Work to be completed:
Pick out every line in the data below that contains the word "light", and copy each of those lines in full.
-- BEGIN Records to use --
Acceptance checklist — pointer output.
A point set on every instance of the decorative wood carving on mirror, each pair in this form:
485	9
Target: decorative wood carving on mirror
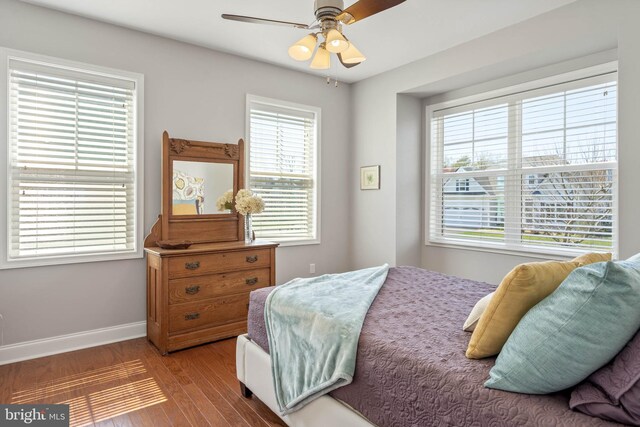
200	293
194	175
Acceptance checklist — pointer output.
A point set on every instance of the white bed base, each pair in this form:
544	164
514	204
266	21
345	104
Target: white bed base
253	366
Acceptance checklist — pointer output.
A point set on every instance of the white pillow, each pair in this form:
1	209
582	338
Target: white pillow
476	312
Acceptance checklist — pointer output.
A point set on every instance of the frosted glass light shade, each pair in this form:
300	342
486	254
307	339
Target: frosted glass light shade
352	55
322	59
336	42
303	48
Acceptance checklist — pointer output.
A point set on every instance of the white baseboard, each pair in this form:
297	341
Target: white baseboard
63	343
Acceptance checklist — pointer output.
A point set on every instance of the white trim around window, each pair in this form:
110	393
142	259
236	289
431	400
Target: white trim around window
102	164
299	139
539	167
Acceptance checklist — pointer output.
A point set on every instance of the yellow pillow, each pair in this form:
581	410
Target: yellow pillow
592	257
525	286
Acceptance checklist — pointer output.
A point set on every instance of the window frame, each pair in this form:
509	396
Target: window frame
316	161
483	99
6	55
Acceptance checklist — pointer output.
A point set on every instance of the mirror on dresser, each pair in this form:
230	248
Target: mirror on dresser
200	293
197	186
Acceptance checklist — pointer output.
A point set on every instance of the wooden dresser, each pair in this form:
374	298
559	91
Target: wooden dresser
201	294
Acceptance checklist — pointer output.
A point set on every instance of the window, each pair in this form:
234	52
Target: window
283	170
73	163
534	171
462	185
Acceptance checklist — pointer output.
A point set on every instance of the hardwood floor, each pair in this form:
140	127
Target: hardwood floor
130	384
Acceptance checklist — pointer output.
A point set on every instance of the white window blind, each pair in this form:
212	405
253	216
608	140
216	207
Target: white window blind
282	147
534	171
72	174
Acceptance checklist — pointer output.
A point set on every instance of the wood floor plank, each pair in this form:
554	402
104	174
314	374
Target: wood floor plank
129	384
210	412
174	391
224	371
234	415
-- END Records to use --
Answer to the exercise:
A point set on every instance of the frosted glass light shade, each pair in this form:
Target: frosted glass light shade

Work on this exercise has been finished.